### EXERCISE INSTRUCTIONS
Can you restate the records below word for word?

Position identification records:
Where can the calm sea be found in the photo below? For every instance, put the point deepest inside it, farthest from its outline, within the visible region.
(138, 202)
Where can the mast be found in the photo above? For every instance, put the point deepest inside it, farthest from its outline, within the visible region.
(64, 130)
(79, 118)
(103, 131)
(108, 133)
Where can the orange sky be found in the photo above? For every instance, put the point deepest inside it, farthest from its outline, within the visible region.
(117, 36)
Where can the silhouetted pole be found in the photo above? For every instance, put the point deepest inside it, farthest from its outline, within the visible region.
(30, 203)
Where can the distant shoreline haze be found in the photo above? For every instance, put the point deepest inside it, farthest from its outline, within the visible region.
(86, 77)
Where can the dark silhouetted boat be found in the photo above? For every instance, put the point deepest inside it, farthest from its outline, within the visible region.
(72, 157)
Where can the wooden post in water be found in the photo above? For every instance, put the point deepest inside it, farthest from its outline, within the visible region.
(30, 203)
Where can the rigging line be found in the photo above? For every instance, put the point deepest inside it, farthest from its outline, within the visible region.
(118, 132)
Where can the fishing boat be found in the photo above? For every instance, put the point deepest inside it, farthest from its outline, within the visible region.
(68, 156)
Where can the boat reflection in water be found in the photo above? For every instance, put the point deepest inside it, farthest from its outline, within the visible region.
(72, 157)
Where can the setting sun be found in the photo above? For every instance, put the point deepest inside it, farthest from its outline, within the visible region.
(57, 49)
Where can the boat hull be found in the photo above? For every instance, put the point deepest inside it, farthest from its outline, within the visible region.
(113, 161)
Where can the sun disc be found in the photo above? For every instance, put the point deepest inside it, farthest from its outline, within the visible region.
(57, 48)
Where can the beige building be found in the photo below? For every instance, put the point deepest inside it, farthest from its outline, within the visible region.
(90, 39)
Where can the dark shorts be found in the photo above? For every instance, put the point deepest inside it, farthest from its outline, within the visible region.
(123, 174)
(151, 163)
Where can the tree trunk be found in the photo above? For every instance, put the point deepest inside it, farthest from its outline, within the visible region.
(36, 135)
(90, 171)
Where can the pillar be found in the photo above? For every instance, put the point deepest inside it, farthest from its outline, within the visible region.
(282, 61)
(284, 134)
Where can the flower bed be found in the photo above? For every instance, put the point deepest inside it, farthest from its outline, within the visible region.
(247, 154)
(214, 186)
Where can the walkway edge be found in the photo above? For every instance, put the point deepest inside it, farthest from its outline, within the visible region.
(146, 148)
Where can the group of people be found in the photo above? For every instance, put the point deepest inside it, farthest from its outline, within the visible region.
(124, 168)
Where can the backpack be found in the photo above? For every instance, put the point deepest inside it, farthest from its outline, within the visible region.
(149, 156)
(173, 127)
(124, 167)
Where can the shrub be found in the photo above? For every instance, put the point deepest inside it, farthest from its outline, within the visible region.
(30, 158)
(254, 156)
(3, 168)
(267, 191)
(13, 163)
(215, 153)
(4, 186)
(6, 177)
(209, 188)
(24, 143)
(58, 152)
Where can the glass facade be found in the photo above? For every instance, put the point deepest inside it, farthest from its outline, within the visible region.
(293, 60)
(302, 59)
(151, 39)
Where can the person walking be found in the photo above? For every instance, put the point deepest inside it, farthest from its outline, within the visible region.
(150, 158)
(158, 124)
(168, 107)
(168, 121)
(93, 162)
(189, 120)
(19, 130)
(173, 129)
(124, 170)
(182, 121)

### ANSWER FOR THE TASK
Where can the calm sea be found in the photo below? For every instance, put the point deepest inside it, farthest from its outline, within the visible region.
(138, 202)
Where can the mast be found in the photo above? For every instance, put the point deepest inside it, farthest from its outline, within the visible region.
(64, 130)
(79, 118)
(103, 131)
(108, 133)
Where can the orange sky be found in the photo above? For every instance, put the point deepest inside it, farthest from its outline, within the visible region.
(117, 36)
Where can the silhouetted pole be found in the photo above? For every instance, put the point deepest inside it, farthest from its outline, within the visible region.
(30, 203)
Where can the distant shoreline haze be found in the photo above? For every instance, put the point deepest inside it, farthest from its outline, within the visible region.
(86, 77)
Where can the dark silhouetted boat be found in the photo above? For every instance, put the point deepest inside it, farthest from its outline, within the visible region.
(72, 157)
Where can the wooden post in water be found in the photo above? For every instance, put the point deepest inside it, farthest from its outline, within the visible region.
(30, 203)
Where can the rigging line be found in the photo above? For every instance, put the point deepest inside it, farthest from its outline, within the visible region.
(118, 132)
Where can the fishing boat be found in the photo above? For every instance, put the point deepest inside it, farthest from its outline, within the visible region.
(68, 156)
Where can the boat reflection in water be found in the photo above? For every instance, put the point deepest inside it, farthest from its outline, within the visible region.
(72, 157)
Where can the setting sun be found in the photo above? For every instance, put the point deepest inside it, farthest from its outline, within the visible region.
(57, 49)
Where can the boat hull be found in the photo above? For every instance, put the point deepest inside it, farthest from its outline, within the visible region.
(113, 161)
Where can the sun disc be found in the photo above? For every instance, put the point deepest inside it, farthest from its outline, within the visible region.
(57, 48)
Where can the beige building be found in the photo below? For every instance, put the point deepest inside it, farthest from its outline, within the visible region.
(90, 39)
Where can the dark shorts be found in the photo above? For every instance, put the point deepest inside it, farthest from its outline, within the visible region.
(123, 174)
(151, 163)
Where can the tree trunk be found in the photo above? For every instance, put the point deepest inside it, farthest from its outline, within the visible region.
(36, 135)
(90, 171)
Where can the pillar be found in the photo above? For every instance, put the point deepest inside it, farthest from its outline, within the visible region.
(282, 61)
(284, 134)
Where can the flower bed be found in the photo above? For every instance, put the point deepest inside it, farthest from its outline, within the visible region.
(247, 154)
(214, 186)
Where can the walkway edge be found in the photo above? For every instance, put the point deepest inside it, farthest from its outline, within the visible region.
(146, 148)
Where can the group of people be found in the photo above? For every instance, put the point deepest inside it, farthest from its outline, within the visible region.
(124, 168)
Where can the backpack be found in the photo above? For every instance, put the point deepest inside it, farthest from its outline, within the visible region.
(149, 156)
(173, 127)
(124, 167)
Where can the shrub be found in the photo above? For every instance, put the point deepest inside it, farthest from its outline, within the visible region.
(30, 158)
(254, 156)
(3, 168)
(267, 191)
(13, 163)
(215, 153)
(4, 186)
(6, 177)
(209, 188)
(24, 143)
(58, 152)
Where can the glass facade be found in the photo above? For every instance, put the point deepest inside it, farthest from its outline, within the visible region.
(293, 60)
(302, 59)
(151, 39)
Where can the person walking be found in the photo above? For every instance, put the point deepest inside it, farthest from its outline, within the visible region.
(150, 158)
(158, 124)
(168, 107)
(168, 121)
(93, 162)
(189, 120)
(19, 130)
(173, 129)
(124, 170)
(182, 121)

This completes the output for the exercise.